**Direction:** Please revise the canning post from "He recently acquired" to "It was fabulous!" so that "vegetable soup" takes the place of "tomato soup".

What are you canning now?

A friend was visiting last weekend and he loves to talk cooking with me. He has come up with a novel idea that want to share with you folks.

He recently acquired a dehydrator and is experimenting with new recipes. His wife made homemade tomato soup for supper one night and after she strained it she left the chunky bits in a bowl on the counter. He scooped it up and filled a fruit leather pan and popped it into his dehydrator. After it was dry, he crushed it up and tasted it. Yummy! so he used it as a seasoning mix for grilled chicken. It was fabulous!
 
1. When I strain juice through cheese cloth, I use 3 or 4 layers - usually just 3. I only strain it once. I have always been happy with the result from one straining, but I may not be as picky about it being clear as I should. My Sunshine Rhubarb Juice always ends up with a little lemon zest sediment on the bottom of the jar.

2. I am not sure of the optimum number of layers to use, but I am fairly frugal and it seems that 4 is enough to do the job - I use 3 layers because when I fold the cheese cloth to fit my strainer, folding it in thirds fits best.

3. Don't know about glass vs. plastic. I have picked a whole bunch of wild grapes for making some jelly. How important is it to let it sit and precipitate out the crystals?

4. I never reuse my cheesecloth. However, I have a couple of jelly bags that I wash and reuse all the time. They are linen and I prefer it to cheesecloth. Just throw it in the laundry with my dish towels.

**Data segment:**
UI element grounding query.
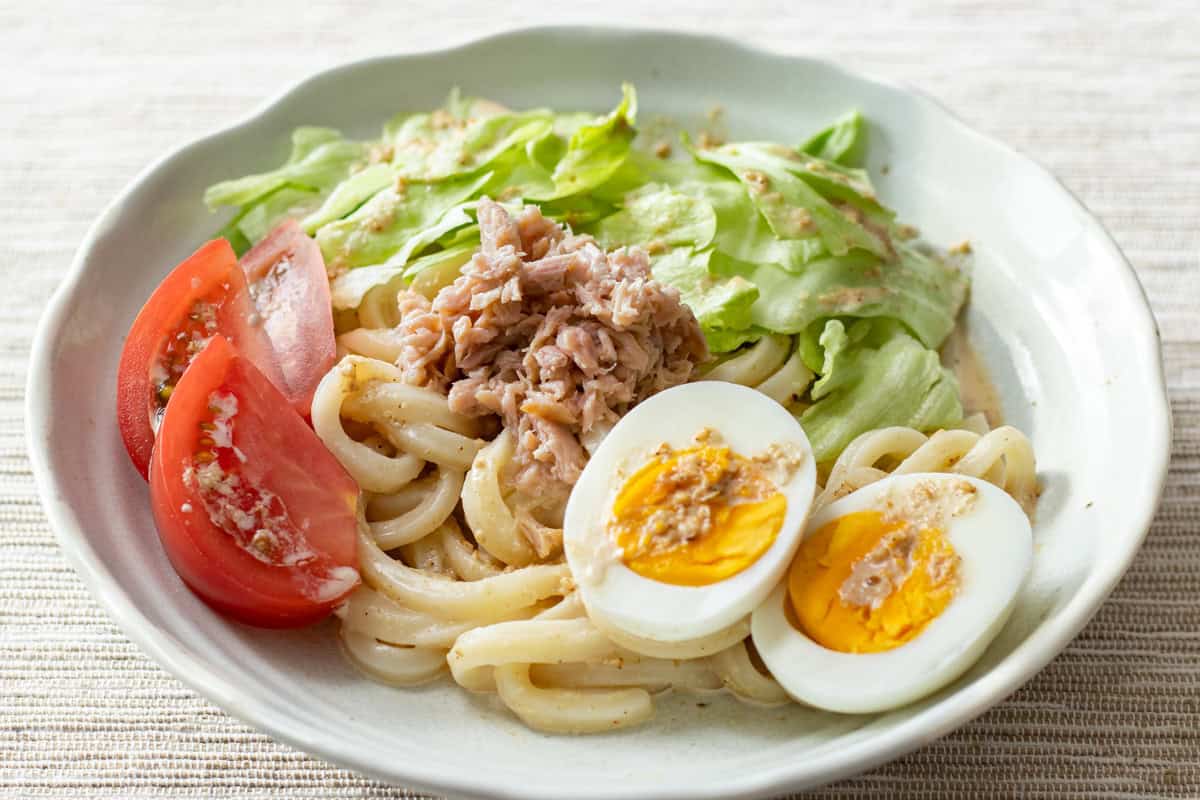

**Task response:**
He recently acquired a dehydrator and is experimenting with new recipes. His wife made homemade vegetable soup for supper one night and after she strained it she left the chunky bits in a bowl on the counter. He scooped it up and filled a fruit leather pan and popped it into his dehydrator. After it was dry, he crushed it up and tasted it. Yummy! so he used it as a seasoning mix for grilled chicken. It was fabulous!